Written request:
Write the next part of the biography of Moht Moht Myint Aung, picking up right after its final sentence.

Selected extract:
★ ★ ★ ★ ★ ★ ★
- Born: Moht Moht Myint Aung 25 May 1961 (age 65) Yangon, Burma
- Occupation: Actress
- Years active: 1979–present
- Spouse(s): Hlwan Moe (1980-1983)(divorced) Maung Maung Kyaw (1987–2022)(divorced)
- Parent(s): Myint Aung and Than Yin
- Awards: Myanmar Academy Award (1984, 1989, 1991, 1994, 2008)

= Moht Moht Myint Aung =

Burmese actress

Moht Moht Myint Aung (မို့မို့မြင့်အောင် /my/, also Moh Moh Myint Aung) is a five-time Myanmar Academy Award winning Burmese film actress, best known for her leading lady roles in several Burmese films from the 1980s to the 2000s.

==Early life==
Moht Moht Myint Aung was born in Yangon, the fifth child and youngest daughter of Myint Aung, a successful Burmese actor and director. She grew up in the Kyaukmyaung section of Tamwe Township. She wanted to be an actress like the leading ladies of the day like Wah Wah Win Shwe and Khin Than Nu. She attended high school at BEHS 1 Tamwe but failed the university matriculation exam several times. With most of her friends attending college, she gave up attending college and decided to focus on a film career.

==Career==
Moht Moht Myint Aung was virtually unknown until Kyaw Hein, one of the top leading men of his era, chose her to star in one of his films, Mun-Tet-Chein-Mha Nay-Win-Thi (The Sun Sets at Noon), in 1979. She was still in 8th Standard at the time. After winning her first Academy Award for 1984, Mo Mo Myint Aung established herself as one of the leading actresses of Burmese cinema.

She is one of very few actresses in Burmese film history to lead a successful multi-decade career in a leading lady role. Mo Mo Myint Aung continues to appear in films in age appropriate roles. She won her latest Myanmar Academy Award for Best Actress in 2008.

===Television===
Moht Moht Myint Aung is on the judges panel in the show Myanmar's Got Talent, the Burmese franchise of the Got Talent series.
★ ★ ★ ★ ★ ★ ★
[Saved entries]
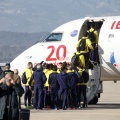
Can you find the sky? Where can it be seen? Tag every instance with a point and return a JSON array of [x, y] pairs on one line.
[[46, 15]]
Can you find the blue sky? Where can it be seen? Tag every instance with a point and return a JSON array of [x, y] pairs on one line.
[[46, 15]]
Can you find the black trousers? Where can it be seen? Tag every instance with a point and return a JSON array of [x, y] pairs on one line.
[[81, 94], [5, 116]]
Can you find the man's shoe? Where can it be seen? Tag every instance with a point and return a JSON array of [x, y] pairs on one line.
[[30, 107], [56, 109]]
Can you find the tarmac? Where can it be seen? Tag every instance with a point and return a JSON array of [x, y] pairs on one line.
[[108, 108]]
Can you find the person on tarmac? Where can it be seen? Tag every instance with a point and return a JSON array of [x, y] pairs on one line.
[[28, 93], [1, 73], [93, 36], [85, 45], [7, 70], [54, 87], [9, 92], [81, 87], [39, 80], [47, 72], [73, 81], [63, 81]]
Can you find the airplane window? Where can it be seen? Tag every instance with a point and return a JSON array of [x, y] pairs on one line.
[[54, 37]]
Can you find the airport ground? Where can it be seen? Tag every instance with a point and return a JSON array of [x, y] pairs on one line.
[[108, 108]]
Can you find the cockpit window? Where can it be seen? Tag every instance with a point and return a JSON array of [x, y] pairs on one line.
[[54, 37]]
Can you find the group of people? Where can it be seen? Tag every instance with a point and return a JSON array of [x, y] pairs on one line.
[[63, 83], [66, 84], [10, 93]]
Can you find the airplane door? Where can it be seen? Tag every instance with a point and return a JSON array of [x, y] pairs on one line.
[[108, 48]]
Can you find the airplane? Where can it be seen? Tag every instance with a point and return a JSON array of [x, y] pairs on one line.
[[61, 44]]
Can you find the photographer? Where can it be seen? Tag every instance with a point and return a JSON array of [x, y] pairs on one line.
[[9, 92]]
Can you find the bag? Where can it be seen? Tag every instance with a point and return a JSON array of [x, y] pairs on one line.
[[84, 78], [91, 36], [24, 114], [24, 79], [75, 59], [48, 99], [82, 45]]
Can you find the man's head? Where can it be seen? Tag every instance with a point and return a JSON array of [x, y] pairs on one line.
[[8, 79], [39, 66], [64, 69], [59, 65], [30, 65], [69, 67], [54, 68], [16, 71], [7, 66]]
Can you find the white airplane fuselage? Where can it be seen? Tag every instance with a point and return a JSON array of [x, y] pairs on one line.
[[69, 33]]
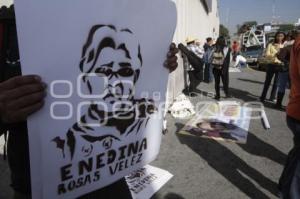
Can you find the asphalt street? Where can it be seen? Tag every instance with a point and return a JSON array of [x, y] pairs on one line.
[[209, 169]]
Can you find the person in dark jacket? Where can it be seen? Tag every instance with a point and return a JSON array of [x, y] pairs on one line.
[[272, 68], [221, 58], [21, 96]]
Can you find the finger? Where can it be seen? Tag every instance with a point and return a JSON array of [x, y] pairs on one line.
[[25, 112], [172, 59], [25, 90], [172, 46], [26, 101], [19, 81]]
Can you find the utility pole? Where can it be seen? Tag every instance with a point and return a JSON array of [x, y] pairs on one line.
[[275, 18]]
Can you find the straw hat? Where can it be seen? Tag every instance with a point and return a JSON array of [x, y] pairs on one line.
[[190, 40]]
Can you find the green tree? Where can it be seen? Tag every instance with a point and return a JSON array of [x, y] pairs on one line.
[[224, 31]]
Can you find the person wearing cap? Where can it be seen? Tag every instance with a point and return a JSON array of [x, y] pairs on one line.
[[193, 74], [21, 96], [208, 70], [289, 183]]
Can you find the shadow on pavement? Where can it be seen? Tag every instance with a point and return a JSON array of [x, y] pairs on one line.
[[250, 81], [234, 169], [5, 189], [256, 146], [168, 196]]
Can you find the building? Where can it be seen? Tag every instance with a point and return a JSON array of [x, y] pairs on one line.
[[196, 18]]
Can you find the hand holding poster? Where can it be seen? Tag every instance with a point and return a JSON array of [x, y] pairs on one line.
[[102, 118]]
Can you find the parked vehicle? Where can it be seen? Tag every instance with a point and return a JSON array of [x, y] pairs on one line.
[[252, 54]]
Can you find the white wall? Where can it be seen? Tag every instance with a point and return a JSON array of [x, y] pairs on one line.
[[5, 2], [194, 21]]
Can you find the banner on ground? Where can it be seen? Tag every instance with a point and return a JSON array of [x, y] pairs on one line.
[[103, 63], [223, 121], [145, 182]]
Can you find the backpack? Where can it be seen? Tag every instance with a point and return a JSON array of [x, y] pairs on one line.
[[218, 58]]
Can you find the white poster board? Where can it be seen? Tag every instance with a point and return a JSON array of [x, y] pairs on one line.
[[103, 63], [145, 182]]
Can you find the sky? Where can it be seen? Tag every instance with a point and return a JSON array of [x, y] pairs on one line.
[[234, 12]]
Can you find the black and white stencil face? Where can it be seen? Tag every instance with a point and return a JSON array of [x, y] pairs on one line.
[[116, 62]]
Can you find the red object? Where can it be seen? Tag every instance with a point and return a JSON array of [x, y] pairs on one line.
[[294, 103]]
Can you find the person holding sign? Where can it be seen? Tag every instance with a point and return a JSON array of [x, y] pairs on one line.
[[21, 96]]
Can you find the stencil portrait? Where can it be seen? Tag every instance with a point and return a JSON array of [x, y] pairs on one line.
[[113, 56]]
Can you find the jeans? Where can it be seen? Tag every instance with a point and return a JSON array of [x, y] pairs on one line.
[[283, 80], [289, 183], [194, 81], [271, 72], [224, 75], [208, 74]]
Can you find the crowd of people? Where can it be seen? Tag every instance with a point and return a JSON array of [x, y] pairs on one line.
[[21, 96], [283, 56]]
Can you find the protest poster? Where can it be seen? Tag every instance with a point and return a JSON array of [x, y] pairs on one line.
★ ★ ★ ★ ★ ★ ★
Answer to the problem:
==Filmography==
Moht Moht Myint Aung has made several movies over her over-three-decade-long career. She has won five Myanmar Academy Awards for both Best Actress and Best Supporting Actress categories.

===Film (Cinema)===
- Moon Tae Chain Twin Nay Win The (1982)
- Myo Pya Hna Lone Thar (1984)
- Kyee Yaung Saung Thaw Daung (1985)
- Khat Sein Sein Nay Pa Mal (1989)
- Thamee Nae A May Myar (1991)
- Ma Thudamasari (1994)
- Eain Met Yar Thi (2001)
- Ma Nyein Thaw Mee (2002)
- Myint Mo Htet Ka Tharaphu (2008)

===TV series===
- Forever Mandalay (2014)
- Kyee Myat Thaw Martar (2018)
- The Beloved (2023)
- Sparkle Hearts (2023)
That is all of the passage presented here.